__SET EXERCISE A__.
Render the rows below as a Markdown table with the columns Num and Line, starting with the row that contains "the pinned paper." and going on through the last row, with blank lines left out.

==== DOCUMENT PASSAGE

New infestations of Johnsongrass may be reduced by planting Johnsongrass free seed, using livestock feed that is free of Johnsongrass seed and cleaning machinery before leaving infested fields.


Control of Johnsongrass shall mean preventing the production of viable seed and destroying the plant’s ability to reproduce by vegetative means. Procedures to be used to control Johnsongrass shall include cultural control practices and chemical control or a combination of these two controls.


Cultivation may begin anytime during the growing season and shall be done in such a manner as to cut off all the weed plant at each operation (use duckfoot or blade type implement). Cultivation shall be 3 to 5 inches deep at intervals of 14 to 18 days.

When the plants have been so weakened that they emerge more slowly, the cultivation intervals may be extended to such time as will permit the plants to grow not more than 10 days after each emergence of first plants, but not to exceed intervals of 3 weeks.

Cultivation shall be continued until the weeds have been eradicated or have been suppressed to such extent that remaining plants may be more economically destroyed by the application of approved chemicals to individual plants or by hand cultivation. In yards, flower gardens, lawns and among trees and shrubbery, hoeing and other effective means of thoroughly cutting the weeds at regular intervals of not to exceed 14 days during the growing season shall be construed as intensive cultivation.

========
==== MATERIAL SUPPLIED

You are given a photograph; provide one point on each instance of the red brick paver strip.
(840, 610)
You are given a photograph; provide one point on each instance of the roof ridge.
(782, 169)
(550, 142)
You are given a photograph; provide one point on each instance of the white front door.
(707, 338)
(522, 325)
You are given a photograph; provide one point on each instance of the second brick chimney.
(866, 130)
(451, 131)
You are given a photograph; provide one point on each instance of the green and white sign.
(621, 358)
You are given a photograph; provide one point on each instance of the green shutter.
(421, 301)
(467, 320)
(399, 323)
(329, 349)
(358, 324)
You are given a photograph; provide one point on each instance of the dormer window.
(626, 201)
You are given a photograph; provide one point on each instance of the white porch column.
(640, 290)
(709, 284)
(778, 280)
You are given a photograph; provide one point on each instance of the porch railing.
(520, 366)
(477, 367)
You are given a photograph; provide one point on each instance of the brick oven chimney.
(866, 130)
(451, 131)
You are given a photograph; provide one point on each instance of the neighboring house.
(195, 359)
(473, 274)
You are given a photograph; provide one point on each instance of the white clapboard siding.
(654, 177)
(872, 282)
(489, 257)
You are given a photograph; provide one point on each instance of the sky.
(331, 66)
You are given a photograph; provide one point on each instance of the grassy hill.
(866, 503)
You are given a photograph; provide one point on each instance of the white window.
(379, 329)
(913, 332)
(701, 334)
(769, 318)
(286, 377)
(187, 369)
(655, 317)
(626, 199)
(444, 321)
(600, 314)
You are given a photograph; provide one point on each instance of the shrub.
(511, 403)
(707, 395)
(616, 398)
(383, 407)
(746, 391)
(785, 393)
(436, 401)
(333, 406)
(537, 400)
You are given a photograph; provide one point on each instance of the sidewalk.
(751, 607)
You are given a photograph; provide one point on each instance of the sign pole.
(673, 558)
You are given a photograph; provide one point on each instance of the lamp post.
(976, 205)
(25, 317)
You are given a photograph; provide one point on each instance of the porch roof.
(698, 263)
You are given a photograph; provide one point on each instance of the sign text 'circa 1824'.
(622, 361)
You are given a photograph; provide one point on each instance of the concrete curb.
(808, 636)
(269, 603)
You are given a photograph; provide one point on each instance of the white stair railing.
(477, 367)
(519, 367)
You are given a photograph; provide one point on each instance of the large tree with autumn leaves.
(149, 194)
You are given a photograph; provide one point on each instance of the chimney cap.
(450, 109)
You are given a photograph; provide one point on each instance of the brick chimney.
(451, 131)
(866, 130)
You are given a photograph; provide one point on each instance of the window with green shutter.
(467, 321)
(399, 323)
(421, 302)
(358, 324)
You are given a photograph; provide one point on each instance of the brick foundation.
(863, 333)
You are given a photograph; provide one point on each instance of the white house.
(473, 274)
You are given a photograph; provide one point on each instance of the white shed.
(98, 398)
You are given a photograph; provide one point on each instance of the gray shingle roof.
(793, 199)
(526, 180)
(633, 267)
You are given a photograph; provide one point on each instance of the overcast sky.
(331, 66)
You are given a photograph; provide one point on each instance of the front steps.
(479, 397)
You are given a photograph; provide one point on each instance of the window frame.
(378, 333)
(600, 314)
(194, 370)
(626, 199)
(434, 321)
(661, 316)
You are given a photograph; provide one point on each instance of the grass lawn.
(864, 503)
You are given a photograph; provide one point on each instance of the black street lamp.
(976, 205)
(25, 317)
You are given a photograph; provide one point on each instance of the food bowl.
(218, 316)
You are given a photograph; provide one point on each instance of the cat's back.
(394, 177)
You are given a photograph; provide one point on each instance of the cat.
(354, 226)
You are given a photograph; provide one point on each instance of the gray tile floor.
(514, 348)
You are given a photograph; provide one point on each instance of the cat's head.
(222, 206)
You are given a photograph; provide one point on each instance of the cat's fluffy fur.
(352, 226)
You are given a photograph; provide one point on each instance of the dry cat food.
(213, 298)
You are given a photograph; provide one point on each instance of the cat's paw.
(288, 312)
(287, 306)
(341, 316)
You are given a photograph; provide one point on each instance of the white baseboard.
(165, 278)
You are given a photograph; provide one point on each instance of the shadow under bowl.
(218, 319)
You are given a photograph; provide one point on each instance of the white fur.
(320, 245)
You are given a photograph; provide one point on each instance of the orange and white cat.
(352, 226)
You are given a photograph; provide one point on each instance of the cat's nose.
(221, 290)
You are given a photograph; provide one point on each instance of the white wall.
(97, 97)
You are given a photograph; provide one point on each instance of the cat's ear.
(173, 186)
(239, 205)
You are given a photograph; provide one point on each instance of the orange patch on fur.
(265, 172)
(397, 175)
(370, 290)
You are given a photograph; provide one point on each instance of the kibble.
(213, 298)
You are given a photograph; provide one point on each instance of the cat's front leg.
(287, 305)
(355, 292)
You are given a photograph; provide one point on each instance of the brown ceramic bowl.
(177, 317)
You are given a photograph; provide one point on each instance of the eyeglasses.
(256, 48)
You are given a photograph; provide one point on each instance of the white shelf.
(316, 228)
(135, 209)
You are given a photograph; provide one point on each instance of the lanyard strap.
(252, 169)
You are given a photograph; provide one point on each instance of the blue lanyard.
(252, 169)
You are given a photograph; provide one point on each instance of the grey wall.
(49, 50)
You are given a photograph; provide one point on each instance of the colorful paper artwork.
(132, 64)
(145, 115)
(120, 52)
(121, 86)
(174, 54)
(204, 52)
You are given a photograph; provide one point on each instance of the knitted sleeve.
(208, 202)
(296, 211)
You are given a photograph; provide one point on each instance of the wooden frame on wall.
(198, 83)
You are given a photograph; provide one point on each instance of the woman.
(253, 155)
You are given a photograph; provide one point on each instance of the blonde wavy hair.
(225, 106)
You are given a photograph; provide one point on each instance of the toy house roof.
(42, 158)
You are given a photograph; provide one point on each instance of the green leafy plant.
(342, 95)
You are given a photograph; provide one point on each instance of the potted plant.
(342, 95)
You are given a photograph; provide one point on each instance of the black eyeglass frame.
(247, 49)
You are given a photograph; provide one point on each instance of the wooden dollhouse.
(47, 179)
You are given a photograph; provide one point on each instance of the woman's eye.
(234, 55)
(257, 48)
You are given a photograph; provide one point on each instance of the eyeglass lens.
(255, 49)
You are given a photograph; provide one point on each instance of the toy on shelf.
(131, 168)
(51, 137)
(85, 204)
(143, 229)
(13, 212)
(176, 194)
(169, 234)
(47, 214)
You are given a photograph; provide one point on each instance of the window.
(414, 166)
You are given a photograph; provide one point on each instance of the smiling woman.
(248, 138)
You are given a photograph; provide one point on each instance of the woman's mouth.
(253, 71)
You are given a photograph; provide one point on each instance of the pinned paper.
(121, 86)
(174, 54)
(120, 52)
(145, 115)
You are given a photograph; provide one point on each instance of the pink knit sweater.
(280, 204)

========

__SET EXERCISE B__.
Reproduce the Johnsongrass control passage word for word, starting with "Cultivation may begin" and going on through "of 3 weeks.".

__TASK RESULT A__.
| Num | Line |
|---|---|
| 1 | You are given a photograph; provide one point on each instance of the pinned paper. |
| 2 | (121, 86) |
| 3 | (174, 54) |
| 4 | (120, 52) |
| 5 | (145, 115) |
| 6 | You are given a photograph; provide one point on each instance of the pink knit sweater. |
| 7 | (280, 204) |

__TASK RESULT B__.
Cultivation may begin anytime during the growing season and shall be done in such a manner as to cut off all the weed plant at each operation (use duckfoot or blade type implement). Cultivation shall be 3 to 5 inches deep at intervals of 14 to 18 days.

When the plants have been so weakened that they emerge more slowly, the cultivation intervals may be extended to such time as will permit the plants to grow not more than 10 days after each emergence of first plants, but not to exceed intervals of 3 weeks.